Problems to work on:
(a) Reproduce word for word the passage of the forum thread on analytical continuation in GW from "How to use analytical" up to and including "does not help.".
(b) List every distinct input variable name written in the forum thread on analytical continuation in GW, in order of first appearance.
(c) Write what comes next in the forum thread on analytical continuation in GW, picking up after its final sentence.

How to use analytical continuation in GW? [Edit:Bug Found]]

[KalaShayminS]

Hello,
I am using abinit 7.2.1. From literature it said analytical continuation is implented in abinit, but I cannot find how to use it.
In test v67mbpt, only seperated screen and Sigma calculations are found. When I try to combine them, it prompts error
"Frequencies in the SCR file are not compatible with the analytic continuation. Verify the frequencies in the SCR file."
It seems that adjusting nfreqim does not help.

Is there any examples how to run this kind of calculation?
Thanks very much.

[gabriel.antonius]

What do you mean, "when you try to combine them" ?
The proper way of doing it is to compute the screening in one dataset, and Sigma in the next one. Like in "tests/v67mbpt/Input/t02.in". This is as "combined" as it gets!
Post your input if that doesn't help.

[KalaShayminS]

What do you mean, "when you try to combine them" ?
The proper way of doing it is to compute the screening in one dataset, and Sigma in the next one. Like in "tests/v67mbpt/Input/t02.in". This is as "combined" as it gets!
Post your input if that doesn't help.

Thank you very much for the reply.
From documentation it says "nomegasi" and "omegasimax " only works if optdriver=4 and gwcalctyp=x1. However in t02.in, "gwcalctyp" is not set, which should means plasmon-pole model by default. Is analytical continuation only used for spectral function in this example?
If I set gwcalctyp = 1 in t02.in then the error message in the previous thread appears.

[gabriel.antonius]

Just to make sure, we are talking about analytical continuation of Sigma to the complex plane, as in the example v67mbpt/t02.in, and not analytical continuation of the screening, for a contour deformation G0W0 calculation, as in example "v5/t71.in".

Indeed, in the example, a plasmon-pole model is used. With gwcalctyp=1, I manage to suppress the error message by setting nfreqim2 = 6
.

Provided material:
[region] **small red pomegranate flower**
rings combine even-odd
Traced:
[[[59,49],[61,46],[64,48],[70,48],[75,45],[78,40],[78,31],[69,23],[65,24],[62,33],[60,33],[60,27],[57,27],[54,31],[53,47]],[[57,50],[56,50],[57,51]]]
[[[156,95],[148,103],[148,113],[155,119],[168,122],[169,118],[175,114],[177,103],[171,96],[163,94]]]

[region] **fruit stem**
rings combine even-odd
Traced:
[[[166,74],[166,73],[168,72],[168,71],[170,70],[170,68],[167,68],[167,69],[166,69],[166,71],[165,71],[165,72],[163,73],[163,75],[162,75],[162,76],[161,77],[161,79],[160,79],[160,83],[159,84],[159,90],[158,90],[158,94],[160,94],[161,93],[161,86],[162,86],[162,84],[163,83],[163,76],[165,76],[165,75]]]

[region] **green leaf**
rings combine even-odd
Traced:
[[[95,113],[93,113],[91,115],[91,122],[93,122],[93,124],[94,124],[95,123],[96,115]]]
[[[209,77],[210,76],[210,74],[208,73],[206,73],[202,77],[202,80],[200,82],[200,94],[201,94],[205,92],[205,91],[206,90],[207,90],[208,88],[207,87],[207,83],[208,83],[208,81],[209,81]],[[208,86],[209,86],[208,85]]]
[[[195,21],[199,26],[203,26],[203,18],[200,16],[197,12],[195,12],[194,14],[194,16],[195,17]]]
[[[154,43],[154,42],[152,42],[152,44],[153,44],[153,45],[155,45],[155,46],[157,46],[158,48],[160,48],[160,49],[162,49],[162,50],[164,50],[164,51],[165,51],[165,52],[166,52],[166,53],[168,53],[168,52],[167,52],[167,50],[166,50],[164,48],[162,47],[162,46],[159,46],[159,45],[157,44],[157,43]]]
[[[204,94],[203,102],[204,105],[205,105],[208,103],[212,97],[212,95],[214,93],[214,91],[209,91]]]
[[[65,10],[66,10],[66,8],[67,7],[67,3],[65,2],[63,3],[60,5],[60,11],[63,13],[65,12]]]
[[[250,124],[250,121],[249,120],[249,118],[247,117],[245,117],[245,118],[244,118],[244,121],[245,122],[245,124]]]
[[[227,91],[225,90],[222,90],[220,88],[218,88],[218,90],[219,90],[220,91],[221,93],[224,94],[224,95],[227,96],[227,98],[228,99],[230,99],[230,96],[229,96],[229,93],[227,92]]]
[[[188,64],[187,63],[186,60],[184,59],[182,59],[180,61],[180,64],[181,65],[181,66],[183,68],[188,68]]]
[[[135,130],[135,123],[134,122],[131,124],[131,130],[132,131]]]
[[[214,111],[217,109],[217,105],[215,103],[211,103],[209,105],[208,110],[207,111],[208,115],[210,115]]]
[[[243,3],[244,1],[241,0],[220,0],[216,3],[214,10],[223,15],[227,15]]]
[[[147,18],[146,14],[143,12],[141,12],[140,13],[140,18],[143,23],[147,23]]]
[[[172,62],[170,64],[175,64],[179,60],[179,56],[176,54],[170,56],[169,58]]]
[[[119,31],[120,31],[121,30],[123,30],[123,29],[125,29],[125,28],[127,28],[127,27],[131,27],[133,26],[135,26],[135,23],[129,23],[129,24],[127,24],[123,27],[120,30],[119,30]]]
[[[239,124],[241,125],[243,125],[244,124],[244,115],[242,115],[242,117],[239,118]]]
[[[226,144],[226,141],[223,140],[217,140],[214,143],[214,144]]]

Answers to each task:
(a)
How to use analytical continuation in GW? [Edit:Bug Found]]

[KalaShayminS]

Hello,
I am using abinit 7.2.1. From literature it said analytical continuation is implented in abinit, but I cannot find how to use it.
In test v67mbpt, only seperated screen and Sigma calculations are found. When I try to combine them, it prompts error
"Frequencies in the SCR file are not compatible with the analytic continuation. Verify the frequencies in the SCR file."
It seems that adjusting nfreqim does not help.

(b)
nfreqim
nomegasi
omegasimax
optdriver
gwcalctyp
nfreqim2

(c)
A higher value triggers the error message. I think this is a bug. Could someone comment on this?

[KalaShayminS]

Just to make sure, we are talking about analytical continuation of Sigma to the complex plane, as in the example v67mbpt/t02.in, and not analytical continuation of the screening, for a contour deformation G0W0 calculation, as in example "v5/t71.in".

Indeed, in the example, a plasmon-pole model is used. With gwcalctyp=1, I manage to suppress the error message by setting nfreqim2 = 6
.
A higher value triggers the error message. I think this is a bug. Could someone comment on this?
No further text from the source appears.